**Tekst źródłowy:**
══════
Przejdź do głównych treściPrzejdź do wyszukiwarkiPrzejdź do głównego menu
Reklama
poniedziałek, 25 listopada 2024 11:38
Reklama KD Market

Polska scena polityczna aferami stoi (Korespondencja własna „Dziennika Związkowego”)

Warszawa – Premier Donald Tusk boryka się ostatnio z największym w swej dwuletniej karierze kryzysem rządowym. Rządem wstrząsa nie jedna, lecz dwie afery: hazardowa i stoczniowa, a łączy je ich wykrywca – szef Centralnego Biura Antykorupcyjnego Mariusz Kamiński. Sam kryzys nie jest niczym nadzwyczajnym, ponieważ nie ustrzeże się ich żaden, nawet najsprawniej zarządzany kraj, rząd, instytucja czy firma. Ważne jest tzw. zarządzanie kryzysem, sprawne, szybkie i w miarę bezbolesne wyjście z opresji.

Tusk poświęcił dwóch bliskich mu ludzi zamieszanych w tzw. aferę hazardową lub tylko podejrzanych o sprzyjanie ulgom podatkowym dla właścicieli jednorękich bandytów. Porównuje się to do zrzucania barana wilkom na pożarcie z pędzących sań. Wilki zajmują się baranem, a sanie bezpieczne umykają w siną dal. Dymisje dwóch wysokich przedstawicieli obozu rządzącego w wielu wypadkach mogłyby wystarczyć. Tym razem jednak było to za mało. Przeciwnicy polityczni i media domagali się pełnego wyjaśnienia kontrowersji i zagadek.

Premier poszedł zatem znacznie dalej. Nie tylko odeszli szef sejmowego klubu Platformy Obywatelskiej Zbigniew Chlebowski i minister sportu Mirosław Drzewiecki. Usunięci zostali z rządu wicepremier i minister spraw wewnętrznych Grzegorz Schetyna, minister sprawiedliwości Andrzej Czuma, wiceminister gospodarki Adam Szejnfeld. Z kancelarii Tuska natomiast odszedł rzecznik prasowy i dwóch innych bliskich jego współpracowników.

Wkrótce potem minister skarbu Aleksander Grad rozwiązał zespół zajmujący się prywatyzacją stoczni. Bo jeszcze wrzała na całego afera hazardowa, ustalono, że do jej badania powołana zostanie specjalna komisja śledcza, a tu wybucha kolejny skandal. „Afera goni aferę” napisał w nagłówku jeden z dzienników. Nową kontrowersję media nazwały „aferą stoczniową”. Coraz bardziej wątpliwa stawała się przyszłość samego ministra Grada.

Centralne Biuro Antykorupcyjne, które ujawniło aferę hazardową, teraz poinformowało, że przy sprzedaży majątku stoczni w Gdyni i Szczecinie mogło dojść do popełnienia przestępstwa przez funkcjonariuszy publicznych. Do Prokuratury Okręgowej Tusk niezwłocznie skierował wniosek o zbadanie zarzutów, a przy okazji kazał jej sprawdzić, czy sam szef CBA Mariusz Kamiński nie popełnił przestępstwa. Według Kancelarii Premiera szef CBA jako funkcjonariusz publiczny nie zawiadamiając o sprawie prokuratury nie dopełnił obowiązku, przez co doszło do działania na szkodę interesu publicznego.
══════
**Polecenie 1:** Kto według artykułu o aferach w polskiej polityce stał na czele Centralnego Biura Antykorupcyjnego?
**Polecenie 2:** Przepisz bez zmian fragment artykułu o aferach w polskiej polityce, który otwierają słowa zawierające „Centralne Biuro Antykorupcyjne, które”, a zamyka „szkodę interesu publicznego.”.

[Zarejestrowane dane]
══════
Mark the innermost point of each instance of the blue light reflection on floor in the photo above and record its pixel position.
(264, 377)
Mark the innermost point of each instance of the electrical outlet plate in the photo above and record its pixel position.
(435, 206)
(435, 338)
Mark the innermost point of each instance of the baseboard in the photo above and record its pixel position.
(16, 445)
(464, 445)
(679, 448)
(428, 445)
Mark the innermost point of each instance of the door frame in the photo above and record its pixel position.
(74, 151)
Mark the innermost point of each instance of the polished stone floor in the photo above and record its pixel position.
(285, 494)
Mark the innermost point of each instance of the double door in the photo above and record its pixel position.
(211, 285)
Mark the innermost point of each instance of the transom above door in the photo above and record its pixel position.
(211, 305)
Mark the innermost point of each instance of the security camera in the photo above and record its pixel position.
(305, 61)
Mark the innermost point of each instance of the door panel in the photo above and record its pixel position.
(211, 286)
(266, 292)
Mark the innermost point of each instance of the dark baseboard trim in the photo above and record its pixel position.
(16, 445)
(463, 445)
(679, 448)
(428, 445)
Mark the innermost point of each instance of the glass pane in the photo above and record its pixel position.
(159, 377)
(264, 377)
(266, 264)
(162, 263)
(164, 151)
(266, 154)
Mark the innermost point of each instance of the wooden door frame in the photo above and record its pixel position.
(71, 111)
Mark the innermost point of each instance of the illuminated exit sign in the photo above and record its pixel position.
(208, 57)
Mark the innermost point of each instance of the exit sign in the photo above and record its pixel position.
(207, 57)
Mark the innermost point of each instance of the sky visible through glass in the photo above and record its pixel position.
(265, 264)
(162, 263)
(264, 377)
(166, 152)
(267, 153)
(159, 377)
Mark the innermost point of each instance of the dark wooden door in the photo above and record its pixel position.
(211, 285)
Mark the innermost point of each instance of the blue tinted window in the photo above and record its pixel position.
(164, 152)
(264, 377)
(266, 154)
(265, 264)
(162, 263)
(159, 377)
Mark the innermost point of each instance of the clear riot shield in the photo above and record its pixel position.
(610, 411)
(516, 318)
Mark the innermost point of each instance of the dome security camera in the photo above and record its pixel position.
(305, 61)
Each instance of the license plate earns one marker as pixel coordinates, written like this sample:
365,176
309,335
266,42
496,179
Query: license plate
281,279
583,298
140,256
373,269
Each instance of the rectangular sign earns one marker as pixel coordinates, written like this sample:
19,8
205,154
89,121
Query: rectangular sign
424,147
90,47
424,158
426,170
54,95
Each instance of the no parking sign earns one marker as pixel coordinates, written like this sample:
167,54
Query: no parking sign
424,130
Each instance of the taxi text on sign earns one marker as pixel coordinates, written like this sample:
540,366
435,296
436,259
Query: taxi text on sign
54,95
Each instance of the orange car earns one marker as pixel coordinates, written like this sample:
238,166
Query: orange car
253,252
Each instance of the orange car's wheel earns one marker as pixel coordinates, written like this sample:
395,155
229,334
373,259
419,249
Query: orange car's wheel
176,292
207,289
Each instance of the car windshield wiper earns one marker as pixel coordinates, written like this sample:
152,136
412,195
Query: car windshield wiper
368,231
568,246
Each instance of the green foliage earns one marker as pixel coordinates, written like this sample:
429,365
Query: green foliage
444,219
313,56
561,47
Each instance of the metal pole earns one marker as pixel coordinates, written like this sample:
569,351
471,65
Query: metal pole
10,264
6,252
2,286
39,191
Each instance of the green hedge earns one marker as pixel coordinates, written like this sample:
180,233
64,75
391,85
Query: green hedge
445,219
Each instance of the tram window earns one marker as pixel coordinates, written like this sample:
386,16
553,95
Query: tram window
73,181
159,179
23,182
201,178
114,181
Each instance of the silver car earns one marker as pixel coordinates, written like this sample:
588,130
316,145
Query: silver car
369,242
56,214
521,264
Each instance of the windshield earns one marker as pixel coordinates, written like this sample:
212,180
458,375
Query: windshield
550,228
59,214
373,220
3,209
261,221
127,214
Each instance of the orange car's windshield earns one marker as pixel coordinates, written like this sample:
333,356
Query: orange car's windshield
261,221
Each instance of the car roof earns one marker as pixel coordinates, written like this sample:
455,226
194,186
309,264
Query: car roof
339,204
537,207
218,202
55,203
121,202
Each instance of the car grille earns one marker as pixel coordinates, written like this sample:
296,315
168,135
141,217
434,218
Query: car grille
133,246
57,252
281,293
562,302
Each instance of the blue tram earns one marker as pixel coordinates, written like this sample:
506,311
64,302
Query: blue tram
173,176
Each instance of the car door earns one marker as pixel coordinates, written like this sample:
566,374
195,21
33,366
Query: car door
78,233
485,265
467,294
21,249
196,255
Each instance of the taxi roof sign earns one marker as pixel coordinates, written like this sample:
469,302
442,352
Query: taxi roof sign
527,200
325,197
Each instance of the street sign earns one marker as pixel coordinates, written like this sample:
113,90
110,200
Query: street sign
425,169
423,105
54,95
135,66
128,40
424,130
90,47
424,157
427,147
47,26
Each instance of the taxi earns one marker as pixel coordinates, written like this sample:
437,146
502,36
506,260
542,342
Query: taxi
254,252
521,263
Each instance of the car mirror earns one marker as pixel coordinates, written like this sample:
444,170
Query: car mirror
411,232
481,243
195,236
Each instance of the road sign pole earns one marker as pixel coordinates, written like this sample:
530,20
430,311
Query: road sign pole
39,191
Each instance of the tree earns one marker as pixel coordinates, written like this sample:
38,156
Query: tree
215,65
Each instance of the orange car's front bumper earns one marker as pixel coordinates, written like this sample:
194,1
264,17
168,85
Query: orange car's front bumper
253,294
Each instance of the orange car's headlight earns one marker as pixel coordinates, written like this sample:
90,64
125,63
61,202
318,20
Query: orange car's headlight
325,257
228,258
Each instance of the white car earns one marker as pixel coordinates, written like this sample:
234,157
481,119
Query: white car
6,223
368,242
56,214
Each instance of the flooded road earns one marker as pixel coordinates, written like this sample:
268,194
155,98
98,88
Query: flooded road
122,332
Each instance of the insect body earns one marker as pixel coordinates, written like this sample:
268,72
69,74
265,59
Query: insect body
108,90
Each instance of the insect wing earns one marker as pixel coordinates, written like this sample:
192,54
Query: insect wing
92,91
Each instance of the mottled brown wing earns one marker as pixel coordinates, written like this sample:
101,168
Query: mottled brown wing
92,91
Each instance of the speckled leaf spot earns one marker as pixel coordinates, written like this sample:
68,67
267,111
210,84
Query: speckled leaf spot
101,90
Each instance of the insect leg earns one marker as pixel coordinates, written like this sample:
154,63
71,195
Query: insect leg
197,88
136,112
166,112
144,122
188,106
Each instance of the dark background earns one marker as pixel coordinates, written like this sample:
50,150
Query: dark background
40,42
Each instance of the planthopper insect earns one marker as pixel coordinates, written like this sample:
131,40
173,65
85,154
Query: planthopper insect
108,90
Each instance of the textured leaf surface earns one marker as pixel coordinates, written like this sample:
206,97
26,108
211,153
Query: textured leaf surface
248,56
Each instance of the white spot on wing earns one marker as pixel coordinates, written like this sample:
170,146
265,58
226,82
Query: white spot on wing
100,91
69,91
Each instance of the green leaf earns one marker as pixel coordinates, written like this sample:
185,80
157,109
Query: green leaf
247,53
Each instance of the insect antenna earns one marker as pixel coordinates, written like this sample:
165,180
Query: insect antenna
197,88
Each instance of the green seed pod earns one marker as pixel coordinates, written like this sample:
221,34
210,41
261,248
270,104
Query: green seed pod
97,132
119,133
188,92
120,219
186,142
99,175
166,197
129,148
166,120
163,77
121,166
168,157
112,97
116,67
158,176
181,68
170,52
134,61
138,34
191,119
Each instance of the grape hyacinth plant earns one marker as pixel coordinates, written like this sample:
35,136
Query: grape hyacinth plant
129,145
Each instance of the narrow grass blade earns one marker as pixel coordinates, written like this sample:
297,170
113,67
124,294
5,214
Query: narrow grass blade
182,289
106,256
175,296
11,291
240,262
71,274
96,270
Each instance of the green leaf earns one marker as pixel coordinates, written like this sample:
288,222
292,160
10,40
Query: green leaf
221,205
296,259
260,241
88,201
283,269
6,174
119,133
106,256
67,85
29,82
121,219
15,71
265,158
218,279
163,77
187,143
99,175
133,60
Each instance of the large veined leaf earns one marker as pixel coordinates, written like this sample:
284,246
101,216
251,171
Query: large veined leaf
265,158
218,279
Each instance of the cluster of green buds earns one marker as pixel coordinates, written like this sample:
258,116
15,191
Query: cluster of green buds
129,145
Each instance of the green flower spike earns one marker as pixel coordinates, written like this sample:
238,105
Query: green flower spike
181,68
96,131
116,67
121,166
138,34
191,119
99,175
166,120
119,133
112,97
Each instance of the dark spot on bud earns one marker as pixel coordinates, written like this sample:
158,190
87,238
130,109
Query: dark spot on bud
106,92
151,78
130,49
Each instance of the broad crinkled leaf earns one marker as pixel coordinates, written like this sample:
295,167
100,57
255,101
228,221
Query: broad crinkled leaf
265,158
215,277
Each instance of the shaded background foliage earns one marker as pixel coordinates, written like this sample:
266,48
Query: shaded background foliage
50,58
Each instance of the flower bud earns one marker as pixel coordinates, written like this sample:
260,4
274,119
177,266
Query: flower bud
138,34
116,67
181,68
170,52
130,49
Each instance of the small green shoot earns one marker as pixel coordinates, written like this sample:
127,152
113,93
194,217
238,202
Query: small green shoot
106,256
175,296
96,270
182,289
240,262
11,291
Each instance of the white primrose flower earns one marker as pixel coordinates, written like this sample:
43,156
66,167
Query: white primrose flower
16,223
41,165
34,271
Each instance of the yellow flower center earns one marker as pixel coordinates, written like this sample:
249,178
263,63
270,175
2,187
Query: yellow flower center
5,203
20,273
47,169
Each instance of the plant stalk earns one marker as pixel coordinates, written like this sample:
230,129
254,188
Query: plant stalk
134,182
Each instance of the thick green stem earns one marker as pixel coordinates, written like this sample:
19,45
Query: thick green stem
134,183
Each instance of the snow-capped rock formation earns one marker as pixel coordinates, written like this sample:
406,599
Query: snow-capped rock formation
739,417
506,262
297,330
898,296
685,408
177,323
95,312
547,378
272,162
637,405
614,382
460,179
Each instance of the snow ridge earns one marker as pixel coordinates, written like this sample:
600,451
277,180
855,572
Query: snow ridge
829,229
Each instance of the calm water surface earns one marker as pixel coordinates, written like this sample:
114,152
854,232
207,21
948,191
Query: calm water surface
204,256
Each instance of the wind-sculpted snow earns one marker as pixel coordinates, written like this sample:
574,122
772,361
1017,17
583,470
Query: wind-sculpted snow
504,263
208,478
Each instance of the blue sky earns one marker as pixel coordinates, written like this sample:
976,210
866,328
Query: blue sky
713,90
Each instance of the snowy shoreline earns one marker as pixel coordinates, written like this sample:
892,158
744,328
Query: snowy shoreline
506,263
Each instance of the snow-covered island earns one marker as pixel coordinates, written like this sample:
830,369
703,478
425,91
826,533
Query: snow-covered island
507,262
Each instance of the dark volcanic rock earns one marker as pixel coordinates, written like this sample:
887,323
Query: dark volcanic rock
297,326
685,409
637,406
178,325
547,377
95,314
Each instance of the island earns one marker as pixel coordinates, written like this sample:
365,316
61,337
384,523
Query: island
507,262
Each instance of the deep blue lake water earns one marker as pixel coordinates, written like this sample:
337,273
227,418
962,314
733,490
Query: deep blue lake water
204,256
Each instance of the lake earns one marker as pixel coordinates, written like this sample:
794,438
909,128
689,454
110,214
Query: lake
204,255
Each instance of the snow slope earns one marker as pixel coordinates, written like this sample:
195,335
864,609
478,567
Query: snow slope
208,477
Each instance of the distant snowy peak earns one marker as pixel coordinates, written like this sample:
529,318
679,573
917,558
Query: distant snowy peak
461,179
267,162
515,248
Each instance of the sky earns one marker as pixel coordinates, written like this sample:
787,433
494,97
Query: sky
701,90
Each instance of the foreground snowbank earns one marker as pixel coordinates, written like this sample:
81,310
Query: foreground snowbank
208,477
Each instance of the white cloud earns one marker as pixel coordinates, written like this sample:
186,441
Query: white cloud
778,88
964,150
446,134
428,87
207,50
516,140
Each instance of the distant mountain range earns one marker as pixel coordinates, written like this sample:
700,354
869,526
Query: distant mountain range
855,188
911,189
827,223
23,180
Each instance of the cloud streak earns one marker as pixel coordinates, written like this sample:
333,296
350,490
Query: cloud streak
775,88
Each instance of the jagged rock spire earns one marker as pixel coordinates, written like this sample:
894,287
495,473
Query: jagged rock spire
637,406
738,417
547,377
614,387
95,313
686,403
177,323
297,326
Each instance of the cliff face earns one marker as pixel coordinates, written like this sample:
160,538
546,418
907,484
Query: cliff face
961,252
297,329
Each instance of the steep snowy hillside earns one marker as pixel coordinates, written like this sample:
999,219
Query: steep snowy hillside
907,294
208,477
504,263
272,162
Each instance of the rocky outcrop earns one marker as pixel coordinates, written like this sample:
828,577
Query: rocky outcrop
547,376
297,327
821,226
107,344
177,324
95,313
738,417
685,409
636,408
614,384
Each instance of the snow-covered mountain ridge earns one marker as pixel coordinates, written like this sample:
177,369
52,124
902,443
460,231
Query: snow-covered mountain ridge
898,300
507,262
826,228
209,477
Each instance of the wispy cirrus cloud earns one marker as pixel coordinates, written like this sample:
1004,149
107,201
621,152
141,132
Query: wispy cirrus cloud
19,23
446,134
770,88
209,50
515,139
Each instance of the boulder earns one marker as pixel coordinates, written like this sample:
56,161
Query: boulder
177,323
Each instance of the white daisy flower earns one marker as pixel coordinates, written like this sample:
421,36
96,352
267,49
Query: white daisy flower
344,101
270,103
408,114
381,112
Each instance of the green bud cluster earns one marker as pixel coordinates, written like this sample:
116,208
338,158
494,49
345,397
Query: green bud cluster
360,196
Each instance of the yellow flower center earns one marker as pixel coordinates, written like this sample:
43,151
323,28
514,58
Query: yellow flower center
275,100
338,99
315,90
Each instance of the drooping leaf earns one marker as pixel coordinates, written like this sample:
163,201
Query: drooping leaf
══════
**Wynik zadania 1:** Mariusz Kamiński.

**Wynik zadania 2:**
Centralne Biuro Antykorupcyjne, które ujawniło aferę hazardową, teraz poinformowało, że przy sprzedaży majątku stoczni w Gdyni i Szczecinie mogło dojść do popełnienia przestępstwa przez funkcjonariuszy publicznych. Do Prokuratury Okręgowej Tusk niezwłocznie skierował wniosek o zbadanie zarzutów, a przy okazji kazał jej sprawdzić, czy sam szef CBA Mariusz Kamiński nie popełnił przestępstwa. Według Kancelarii Premiera szef CBA jako funkcjonariusz publiczny nie zawiadamiając o sprawie prokuratury nie dopełnił obowiązku, przez co doszło do działania na szkodę interesu publicznego.